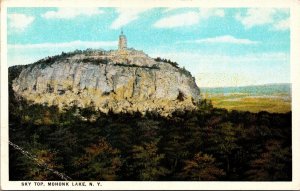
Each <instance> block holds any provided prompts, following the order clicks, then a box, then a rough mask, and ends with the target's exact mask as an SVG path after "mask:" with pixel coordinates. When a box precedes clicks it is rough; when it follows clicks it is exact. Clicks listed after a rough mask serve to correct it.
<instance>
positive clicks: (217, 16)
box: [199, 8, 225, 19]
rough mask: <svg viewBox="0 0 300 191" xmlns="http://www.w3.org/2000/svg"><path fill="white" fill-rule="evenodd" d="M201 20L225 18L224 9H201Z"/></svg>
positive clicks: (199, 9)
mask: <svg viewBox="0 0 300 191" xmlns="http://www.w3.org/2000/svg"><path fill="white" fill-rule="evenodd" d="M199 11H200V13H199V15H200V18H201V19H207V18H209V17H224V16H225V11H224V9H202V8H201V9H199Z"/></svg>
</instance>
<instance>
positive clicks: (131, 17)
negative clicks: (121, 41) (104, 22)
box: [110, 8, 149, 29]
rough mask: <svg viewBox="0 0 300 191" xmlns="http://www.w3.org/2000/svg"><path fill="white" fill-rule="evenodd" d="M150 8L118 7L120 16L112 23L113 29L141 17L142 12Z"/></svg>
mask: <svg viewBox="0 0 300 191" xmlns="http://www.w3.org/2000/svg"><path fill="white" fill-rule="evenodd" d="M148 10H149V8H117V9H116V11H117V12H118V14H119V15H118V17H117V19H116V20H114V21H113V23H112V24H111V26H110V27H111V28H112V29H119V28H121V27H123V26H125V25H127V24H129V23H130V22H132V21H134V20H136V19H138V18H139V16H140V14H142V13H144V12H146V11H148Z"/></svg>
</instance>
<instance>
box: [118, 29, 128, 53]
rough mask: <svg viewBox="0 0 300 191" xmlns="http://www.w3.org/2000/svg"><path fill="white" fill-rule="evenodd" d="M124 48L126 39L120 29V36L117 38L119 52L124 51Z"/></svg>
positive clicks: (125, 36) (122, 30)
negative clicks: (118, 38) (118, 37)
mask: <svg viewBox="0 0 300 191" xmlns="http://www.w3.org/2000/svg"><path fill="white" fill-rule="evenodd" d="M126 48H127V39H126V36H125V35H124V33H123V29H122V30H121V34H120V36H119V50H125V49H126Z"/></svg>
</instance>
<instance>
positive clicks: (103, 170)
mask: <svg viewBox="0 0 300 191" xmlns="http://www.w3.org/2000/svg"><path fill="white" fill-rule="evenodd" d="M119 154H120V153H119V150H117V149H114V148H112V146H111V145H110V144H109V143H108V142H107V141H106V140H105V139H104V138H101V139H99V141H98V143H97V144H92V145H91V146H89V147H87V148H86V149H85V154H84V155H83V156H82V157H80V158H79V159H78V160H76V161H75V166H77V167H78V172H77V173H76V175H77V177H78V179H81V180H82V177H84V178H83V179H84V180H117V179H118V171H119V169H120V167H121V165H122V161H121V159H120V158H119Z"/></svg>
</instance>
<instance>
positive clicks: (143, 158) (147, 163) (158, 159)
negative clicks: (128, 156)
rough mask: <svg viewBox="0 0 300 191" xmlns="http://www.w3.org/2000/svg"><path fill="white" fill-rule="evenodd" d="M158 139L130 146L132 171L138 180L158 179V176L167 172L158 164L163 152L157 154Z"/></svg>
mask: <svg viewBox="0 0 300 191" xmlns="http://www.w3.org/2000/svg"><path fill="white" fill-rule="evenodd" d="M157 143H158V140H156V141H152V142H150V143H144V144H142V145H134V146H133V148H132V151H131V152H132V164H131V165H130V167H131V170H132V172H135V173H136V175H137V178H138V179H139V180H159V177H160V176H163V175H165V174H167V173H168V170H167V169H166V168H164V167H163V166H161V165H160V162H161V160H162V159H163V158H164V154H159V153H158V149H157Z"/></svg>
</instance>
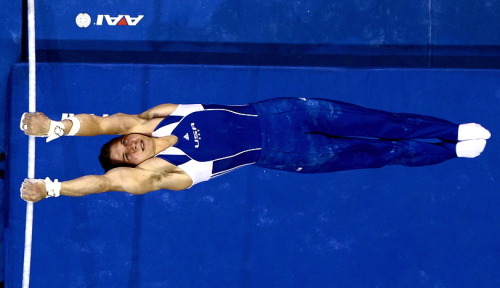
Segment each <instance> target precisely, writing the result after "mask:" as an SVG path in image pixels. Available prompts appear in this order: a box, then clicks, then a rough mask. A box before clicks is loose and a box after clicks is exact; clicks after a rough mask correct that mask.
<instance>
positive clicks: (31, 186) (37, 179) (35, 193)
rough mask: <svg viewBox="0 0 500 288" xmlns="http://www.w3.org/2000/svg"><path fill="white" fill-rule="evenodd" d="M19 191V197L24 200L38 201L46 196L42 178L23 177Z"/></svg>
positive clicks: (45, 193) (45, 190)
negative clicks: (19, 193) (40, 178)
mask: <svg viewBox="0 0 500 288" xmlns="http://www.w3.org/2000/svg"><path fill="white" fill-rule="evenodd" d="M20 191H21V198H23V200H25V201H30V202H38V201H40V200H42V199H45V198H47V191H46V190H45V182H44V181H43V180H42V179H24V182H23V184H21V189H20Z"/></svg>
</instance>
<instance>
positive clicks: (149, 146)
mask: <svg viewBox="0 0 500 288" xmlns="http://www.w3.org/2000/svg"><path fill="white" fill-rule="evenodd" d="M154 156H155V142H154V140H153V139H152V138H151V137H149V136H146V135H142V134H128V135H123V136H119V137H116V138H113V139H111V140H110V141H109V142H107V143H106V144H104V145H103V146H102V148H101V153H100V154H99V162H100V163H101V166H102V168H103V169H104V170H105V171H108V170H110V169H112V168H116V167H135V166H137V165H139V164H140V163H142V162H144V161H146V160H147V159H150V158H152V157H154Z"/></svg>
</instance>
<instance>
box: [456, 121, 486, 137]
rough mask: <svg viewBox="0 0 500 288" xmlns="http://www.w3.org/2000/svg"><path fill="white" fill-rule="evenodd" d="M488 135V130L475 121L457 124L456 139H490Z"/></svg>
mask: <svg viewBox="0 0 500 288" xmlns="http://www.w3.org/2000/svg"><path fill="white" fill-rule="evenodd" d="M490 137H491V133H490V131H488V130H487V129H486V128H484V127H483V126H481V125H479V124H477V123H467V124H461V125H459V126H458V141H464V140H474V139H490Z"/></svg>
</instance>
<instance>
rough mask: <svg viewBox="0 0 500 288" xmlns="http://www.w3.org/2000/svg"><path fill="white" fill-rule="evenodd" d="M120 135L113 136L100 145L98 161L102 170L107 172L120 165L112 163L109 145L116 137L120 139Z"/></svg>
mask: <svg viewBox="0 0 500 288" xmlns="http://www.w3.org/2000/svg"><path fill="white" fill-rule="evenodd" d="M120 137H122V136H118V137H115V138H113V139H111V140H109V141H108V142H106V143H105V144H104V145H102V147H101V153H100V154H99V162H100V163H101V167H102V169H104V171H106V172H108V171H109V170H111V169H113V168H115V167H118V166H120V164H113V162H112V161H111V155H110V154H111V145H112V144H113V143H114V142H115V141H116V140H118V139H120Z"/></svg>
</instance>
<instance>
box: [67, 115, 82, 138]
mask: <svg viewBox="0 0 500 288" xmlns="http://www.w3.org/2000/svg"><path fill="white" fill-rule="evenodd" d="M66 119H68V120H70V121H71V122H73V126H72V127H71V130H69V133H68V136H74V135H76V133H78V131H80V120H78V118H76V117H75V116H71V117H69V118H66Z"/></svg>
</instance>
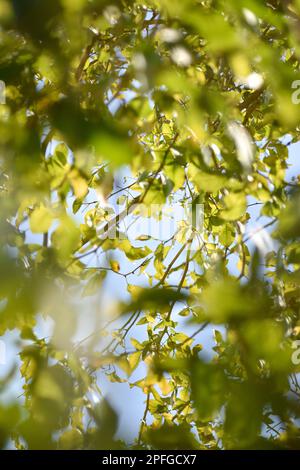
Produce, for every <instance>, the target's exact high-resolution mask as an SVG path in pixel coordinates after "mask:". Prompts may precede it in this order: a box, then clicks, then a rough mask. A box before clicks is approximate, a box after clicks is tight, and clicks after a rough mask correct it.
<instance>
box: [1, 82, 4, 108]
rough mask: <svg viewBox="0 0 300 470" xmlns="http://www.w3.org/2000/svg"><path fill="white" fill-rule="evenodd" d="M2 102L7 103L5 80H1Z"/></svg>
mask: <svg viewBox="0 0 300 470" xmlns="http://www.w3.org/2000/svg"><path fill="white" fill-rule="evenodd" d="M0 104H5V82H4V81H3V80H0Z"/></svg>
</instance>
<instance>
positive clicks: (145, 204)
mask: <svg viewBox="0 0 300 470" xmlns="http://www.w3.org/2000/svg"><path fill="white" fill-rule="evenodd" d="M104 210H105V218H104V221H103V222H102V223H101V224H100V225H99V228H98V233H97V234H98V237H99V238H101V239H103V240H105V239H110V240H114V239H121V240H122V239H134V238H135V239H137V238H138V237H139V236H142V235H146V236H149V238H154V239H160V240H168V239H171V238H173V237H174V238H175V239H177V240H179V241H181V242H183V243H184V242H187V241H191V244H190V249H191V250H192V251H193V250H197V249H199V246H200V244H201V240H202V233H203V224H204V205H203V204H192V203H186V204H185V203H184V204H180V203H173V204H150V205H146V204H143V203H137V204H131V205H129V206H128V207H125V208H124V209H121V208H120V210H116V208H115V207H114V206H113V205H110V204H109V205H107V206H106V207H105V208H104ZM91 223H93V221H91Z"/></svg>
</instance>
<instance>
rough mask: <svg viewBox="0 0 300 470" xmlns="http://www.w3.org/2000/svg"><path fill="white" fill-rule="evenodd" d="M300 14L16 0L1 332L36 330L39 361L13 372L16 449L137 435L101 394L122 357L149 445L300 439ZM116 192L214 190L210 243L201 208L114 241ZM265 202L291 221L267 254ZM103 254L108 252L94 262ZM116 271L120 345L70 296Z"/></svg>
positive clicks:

* * *

**Task directions**
Without any picture, return exactly the lines of the records above from the first through the line that contains "box: [110, 8, 149, 29]".

**Reply**
Each <instance> block holds any provided prompts, following the order clicks, then a box, then a rough mask, and ends with the target's exact mask as an SVG path after "mask:" with pixel coordinates. When a box precedes clicks it is rough; when it follows clicks it is exact. Clicks listed after a rough mask serve to correct it.
<instance>
positive clicks: (217, 16)
box: [199, 8, 225, 19]
rough mask: <svg viewBox="0 0 300 191" xmlns="http://www.w3.org/2000/svg"><path fill="white" fill-rule="evenodd" d="M201 20L225 18L224 9H201Z"/></svg>
positive clicks: (199, 9)
mask: <svg viewBox="0 0 300 191" xmlns="http://www.w3.org/2000/svg"><path fill="white" fill-rule="evenodd" d="M199 11H200V13H199V15H200V18H201V19H207V18H209V17H224V16H225V11H224V9H202V8H201V9H199Z"/></svg>
</instance>
<instance>
positive clicks: (131, 17)
negative clicks: (121, 41) (104, 22)
box: [110, 8, 149, 29]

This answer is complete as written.